Your objective - Write out everything in the event listing below from "The audio from" down to "YouTube in mid-November.".

Text provided -
Escapism or Empowerment? The Importance of Diversity in Children’s and Young Adult TV and Books Panel discussion
This event will now take place at St George's, Bristol
We all know that reading can offer a child the chance to escape, especially when the world around them is hostile or confusing. But reading can also empower a child to feel better about themselves.
Eve Ainsworth, Laura Henry-Allain, Natasha Carthew and Caroline Carpenter discuss the importance of diversity in children’s and young adult TV and books. The construction of working-class identity, ethnicity and diverse culture in fiction is so important for young readers, especially when they see themselves and their wider communities reflected in books.
The audio from this event will be recorded and shared on SoundCloud. This event will be filmed and the footage will be released on YouTube in mid-November.

Records provided -
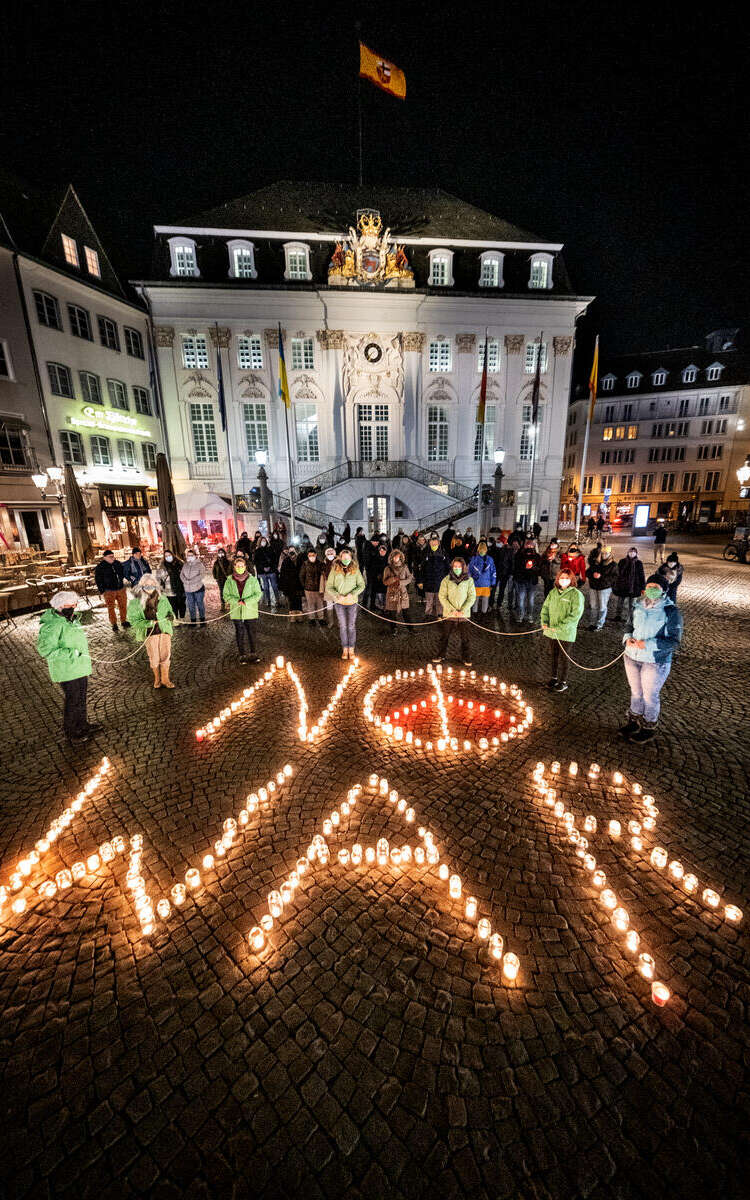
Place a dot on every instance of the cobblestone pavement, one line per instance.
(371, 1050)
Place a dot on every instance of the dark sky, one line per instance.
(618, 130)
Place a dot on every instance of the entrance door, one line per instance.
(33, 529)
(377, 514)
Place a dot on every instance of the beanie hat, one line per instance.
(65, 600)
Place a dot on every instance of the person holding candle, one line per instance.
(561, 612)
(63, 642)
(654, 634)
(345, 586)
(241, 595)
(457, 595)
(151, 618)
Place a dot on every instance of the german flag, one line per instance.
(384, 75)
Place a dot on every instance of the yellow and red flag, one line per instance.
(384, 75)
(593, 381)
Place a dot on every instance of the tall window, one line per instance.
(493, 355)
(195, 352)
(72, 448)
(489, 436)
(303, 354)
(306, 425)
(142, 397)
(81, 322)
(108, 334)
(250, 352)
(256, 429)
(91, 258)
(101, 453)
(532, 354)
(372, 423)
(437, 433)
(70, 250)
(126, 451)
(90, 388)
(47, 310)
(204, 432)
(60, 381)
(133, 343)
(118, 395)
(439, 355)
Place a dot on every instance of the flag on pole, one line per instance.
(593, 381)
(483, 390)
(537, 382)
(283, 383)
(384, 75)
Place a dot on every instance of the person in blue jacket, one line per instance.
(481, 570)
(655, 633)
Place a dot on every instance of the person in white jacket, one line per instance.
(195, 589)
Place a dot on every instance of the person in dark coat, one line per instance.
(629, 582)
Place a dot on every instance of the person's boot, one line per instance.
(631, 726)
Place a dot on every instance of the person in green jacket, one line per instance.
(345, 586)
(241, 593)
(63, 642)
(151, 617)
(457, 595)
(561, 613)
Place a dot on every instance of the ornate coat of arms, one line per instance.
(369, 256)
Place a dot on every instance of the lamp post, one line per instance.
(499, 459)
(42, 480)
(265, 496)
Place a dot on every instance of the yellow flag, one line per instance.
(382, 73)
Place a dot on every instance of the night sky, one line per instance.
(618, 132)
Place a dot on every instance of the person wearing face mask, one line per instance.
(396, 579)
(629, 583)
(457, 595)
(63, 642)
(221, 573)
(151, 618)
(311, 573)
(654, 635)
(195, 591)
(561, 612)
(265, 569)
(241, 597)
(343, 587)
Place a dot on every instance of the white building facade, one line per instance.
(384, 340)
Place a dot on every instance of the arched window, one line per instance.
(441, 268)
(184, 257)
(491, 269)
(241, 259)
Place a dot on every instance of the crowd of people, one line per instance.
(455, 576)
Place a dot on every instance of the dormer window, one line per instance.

Solution -
The audio from this event will be recorded and shared on SoundCloud. This event will be filmed and the footage will be released on YouTube in mid-November.